> _Exercise prompt_:
Count the lines in the records that contain the word "hazy". How many are there? Reply with the number alone.

-- Start Excerpted data --

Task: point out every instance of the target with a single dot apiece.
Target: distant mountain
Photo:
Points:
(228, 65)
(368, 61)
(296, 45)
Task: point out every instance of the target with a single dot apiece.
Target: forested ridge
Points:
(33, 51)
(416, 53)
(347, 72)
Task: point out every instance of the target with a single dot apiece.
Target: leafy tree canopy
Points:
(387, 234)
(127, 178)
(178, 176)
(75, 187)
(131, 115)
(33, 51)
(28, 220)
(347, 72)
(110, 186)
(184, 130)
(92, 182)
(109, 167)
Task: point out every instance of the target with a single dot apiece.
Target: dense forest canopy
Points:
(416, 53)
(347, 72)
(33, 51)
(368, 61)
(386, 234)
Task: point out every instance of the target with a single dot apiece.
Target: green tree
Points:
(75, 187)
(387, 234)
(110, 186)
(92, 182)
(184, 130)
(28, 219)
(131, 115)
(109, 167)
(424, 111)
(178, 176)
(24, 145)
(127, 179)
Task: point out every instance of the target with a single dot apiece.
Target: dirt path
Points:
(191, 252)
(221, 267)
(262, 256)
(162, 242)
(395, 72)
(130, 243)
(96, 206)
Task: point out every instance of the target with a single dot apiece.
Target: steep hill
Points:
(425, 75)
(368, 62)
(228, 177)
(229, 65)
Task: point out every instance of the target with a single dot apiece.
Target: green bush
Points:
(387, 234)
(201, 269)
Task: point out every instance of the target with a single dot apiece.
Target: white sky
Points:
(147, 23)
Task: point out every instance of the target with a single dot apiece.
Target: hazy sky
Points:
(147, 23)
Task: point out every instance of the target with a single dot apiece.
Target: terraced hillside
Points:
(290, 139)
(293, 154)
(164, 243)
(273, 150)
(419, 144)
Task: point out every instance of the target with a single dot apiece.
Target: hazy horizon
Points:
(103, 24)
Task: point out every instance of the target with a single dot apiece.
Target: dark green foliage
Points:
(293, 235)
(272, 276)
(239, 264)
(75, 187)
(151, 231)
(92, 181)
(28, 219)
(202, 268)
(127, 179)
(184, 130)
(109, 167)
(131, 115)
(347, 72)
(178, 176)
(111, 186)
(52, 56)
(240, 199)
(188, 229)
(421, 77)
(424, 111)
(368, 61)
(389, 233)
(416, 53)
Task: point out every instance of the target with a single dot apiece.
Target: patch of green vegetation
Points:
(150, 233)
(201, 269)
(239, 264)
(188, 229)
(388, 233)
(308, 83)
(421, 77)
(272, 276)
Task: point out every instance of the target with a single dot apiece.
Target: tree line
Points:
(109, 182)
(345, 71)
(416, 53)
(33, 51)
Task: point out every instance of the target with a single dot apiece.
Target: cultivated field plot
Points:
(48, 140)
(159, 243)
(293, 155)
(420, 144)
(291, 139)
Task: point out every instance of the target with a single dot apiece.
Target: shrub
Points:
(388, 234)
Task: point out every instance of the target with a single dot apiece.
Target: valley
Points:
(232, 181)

-- End Excerpted data --

> _Answer to this problem_:
2